-- Study material --

+++++

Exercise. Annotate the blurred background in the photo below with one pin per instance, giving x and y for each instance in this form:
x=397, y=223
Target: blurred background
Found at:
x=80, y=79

+++++

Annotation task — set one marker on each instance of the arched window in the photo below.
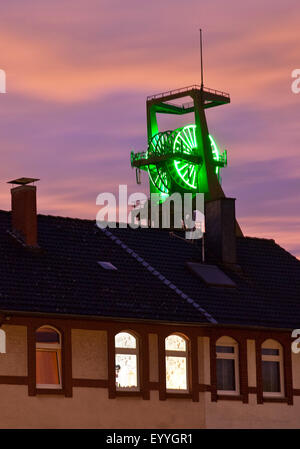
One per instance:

+++++

-- Problem details --
Copy all lines in the listing above where the string "instance" appears.

-- Solution to this task --
Exercise. Annotate the blurred background in the photo below with one pin per instance, giving x and y for each instance in this form:
Annotation task — set one marker on each instance of the arched window in the photo below.
One per instance:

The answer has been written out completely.